_DESCRIPTION OF THE TASK_. Line by line, set down the records exactly as they appear below.

_DATA SHOWN_.

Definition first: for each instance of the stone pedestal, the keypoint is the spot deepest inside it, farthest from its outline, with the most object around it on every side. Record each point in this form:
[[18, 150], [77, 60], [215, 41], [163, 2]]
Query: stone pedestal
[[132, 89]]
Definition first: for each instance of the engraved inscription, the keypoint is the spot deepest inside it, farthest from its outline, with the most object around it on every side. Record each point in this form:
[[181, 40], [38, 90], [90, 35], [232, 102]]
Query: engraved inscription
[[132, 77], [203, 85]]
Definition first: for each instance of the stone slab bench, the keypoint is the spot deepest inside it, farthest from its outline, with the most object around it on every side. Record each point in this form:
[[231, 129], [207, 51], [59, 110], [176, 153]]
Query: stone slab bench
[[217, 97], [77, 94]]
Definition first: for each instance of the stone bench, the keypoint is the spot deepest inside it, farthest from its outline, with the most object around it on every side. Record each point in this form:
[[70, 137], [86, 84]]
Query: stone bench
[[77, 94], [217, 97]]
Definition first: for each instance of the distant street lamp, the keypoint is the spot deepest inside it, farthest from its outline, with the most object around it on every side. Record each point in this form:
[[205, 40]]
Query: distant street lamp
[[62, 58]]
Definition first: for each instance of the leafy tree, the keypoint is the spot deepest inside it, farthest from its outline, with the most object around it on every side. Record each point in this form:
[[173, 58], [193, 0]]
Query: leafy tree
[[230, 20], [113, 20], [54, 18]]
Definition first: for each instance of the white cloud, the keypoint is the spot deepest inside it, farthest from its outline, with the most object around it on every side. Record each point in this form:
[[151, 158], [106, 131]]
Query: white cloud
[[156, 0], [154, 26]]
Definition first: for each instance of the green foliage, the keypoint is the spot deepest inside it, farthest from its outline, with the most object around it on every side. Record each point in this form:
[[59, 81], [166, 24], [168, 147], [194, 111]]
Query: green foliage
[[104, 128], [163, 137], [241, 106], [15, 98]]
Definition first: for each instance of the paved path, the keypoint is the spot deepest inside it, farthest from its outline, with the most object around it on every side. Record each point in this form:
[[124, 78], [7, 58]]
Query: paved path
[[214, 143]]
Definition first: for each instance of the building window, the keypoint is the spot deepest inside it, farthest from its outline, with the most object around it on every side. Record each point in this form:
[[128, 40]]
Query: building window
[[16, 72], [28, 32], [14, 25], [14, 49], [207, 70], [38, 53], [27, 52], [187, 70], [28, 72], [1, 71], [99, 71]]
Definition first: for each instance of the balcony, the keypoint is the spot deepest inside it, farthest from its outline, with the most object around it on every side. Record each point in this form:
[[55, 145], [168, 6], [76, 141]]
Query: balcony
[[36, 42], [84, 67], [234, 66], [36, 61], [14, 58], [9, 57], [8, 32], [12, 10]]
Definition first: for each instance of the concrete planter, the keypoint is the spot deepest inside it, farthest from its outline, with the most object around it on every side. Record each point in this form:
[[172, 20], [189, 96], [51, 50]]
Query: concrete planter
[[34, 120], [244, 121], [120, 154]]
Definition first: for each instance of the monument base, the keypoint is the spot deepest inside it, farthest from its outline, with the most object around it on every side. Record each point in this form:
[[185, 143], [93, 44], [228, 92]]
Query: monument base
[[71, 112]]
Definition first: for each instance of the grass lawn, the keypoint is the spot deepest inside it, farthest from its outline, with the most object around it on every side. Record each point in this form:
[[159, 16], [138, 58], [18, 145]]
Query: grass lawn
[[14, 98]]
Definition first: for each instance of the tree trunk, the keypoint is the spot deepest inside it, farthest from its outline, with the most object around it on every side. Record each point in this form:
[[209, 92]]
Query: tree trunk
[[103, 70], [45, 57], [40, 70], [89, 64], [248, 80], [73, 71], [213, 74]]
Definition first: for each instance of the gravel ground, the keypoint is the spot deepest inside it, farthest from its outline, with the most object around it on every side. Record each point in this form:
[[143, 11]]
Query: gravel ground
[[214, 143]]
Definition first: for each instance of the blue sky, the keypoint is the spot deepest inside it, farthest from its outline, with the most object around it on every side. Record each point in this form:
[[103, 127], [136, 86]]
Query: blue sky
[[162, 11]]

_TASK ANSWER_.
Definition first: for each instance of the stone pedestal, the keypoint is the spot deepest inside it, farthest from its outline, with the most object around it on every side. Record each point in this form:
[[18, 150], [77, 60], [215, 41], [163, 2]]
Query: stone pedestal
[[132, 89]]
Definition first: for each instance of the engraved inscription, the keypoint is the spot deepest inside it, farthest from its outline, with the most object around it on every side. Record each point in this form:
[[181, 40], [38, 90], [90, 35], [232, 102]]
Query: engraved inscription
[[132, 77], [203, 85]]
Definition first: for each instance of the stone slab bench, the keypoint is the spot deepest inside it, farthest from its outline, with the most object around it on every side. Record each point in this form:
[[231, 129], [207, 51], [59, 110], [176, 153]]
Query: stone slab bench
[[217, 97], [77, 94]]
Definition first: for each instance of the stone bench, the keypoint is the spot deepest inside it, farthest from its outline, with the most object around it on every side. Record each point in this form:
[[70, 137], [86, 84]]
Query: stone bench
[[77, 94], [217, 97]]
Definition first: for each instance of the distant street lamp, the keypoint is the spot deepest inside it, farthest from its outline, with the most object around it on every side. Record each point in this form:
[[205, 40]]
Query: distant street lamp
[[62, 58]]
Definition first: for each instance of the leafy tree, the keypoint is the spot deepest inside it, farthest from its outline, with the most object around it on every side. Record each point in this form:
[[173, 58], [193, 0]]
Query: leafy tree
[[230, 20], [113, 20], [54, 18]]
Definition first: for each instance of the white cloud, the keypoint is the spot deepest inside it, farthest from its outline, with the most object around it on every side. Record each point in this form:
[[151, 158], [106, 131]]
Query: white cloud
[[156, 0], [154, 26]]
Definition first: for each instance of the green foliage, the keypoint is the spot deepest inside it, farthest from its outline, with the most object around it on every side. Record each point in this form:
[[59, 81], [166, 24], [168, 147], [194, 111]]
Query: green foliage
[[104, 128], [163, 137], [241, 106], [15, 98]]
Definition first: for each instance of the paved path, the keypoint is the spot deepest inside it, farthest from its outline, with the most object around it on every side. Record each point in this form:
[[124, 78], [7, 58]]
Query: paved path
[[214, 143]]
Definition first: for each instance of the building window, the keypoint is the spot deepest inside it, farthest from its outline, with the most object around it on every side. Record each point in this form:
[[128, 40]]
Query: building window
[[16, 72], [28, 32], [14, 25], [14, 49], [207, 70], [38, 53], [27, 52], [187, 70], [28, 72], [1, 71], [99, 71]]
Definition first: for each instance of the balcony, the keypoint is the spot deepest inside it, farthest from its outline, with the most object around it on every side. Record each point in this form:
[[55, 145], [168, 6], [76, 141]]
Query: balcony
[[36, 42], [84, 67], [234, 66], [36, 61], [14, 58], [9, 57], [8, 32], [12, 10]]
Definition first: for each instance of the concrete planter, the keypoint is the spot deepest inside it, farthest from its outline, with the most object around it on every side. Record each point in this form:
[[172, 20], [189, 96], [51, 50]]
Query: concrete planter
[[34, 120], [244, 121], [120, 154]]
Definition first: for each instance of the monument base, the keypoint is the spot deepest inside it, farthest from its outline, with the most object around it on every side. Record each point in this form:
[[185, 143], [93, 44], [228, 92]]
Query: monument base
[[71, 112]]
Definition first: for each instance of the grass lawn, the keypoint is the spot deepest inside it, farthest from its outline, with the most object around it on every side. Record each point in this form:
[[159, 16], [138, 58], [18, 145]]
Query: grass lawn
[[14, 98]]
Definition first: for each instance of the tree trunk, the keypoint is the spot deepest inside it, farthest from its outline, with the most object around it on every side. Record each point in this form:
[[209, 92]]
Query: tree trunk
[[103, 70], [45, 57], [40, 70], [89, 64], [248, 80], [73, 71], [213, 74]]
Definition first: for each instance of the gravel ground, the keypoint is the spot deepest inside it, farthest from its outline, with the most object around it on every side. Record each point in this form:
[[143, 11]]
Query: gravel ground
[[214, 143]]
Definition first: for each instance of the blue sky, the keypoint is the spot deepest inside it, farthest from its outline, with the most object around it on every side. Record each point in this form:
[[103, 127], [136, 86]]
Query: blue sky
[[162, 11]]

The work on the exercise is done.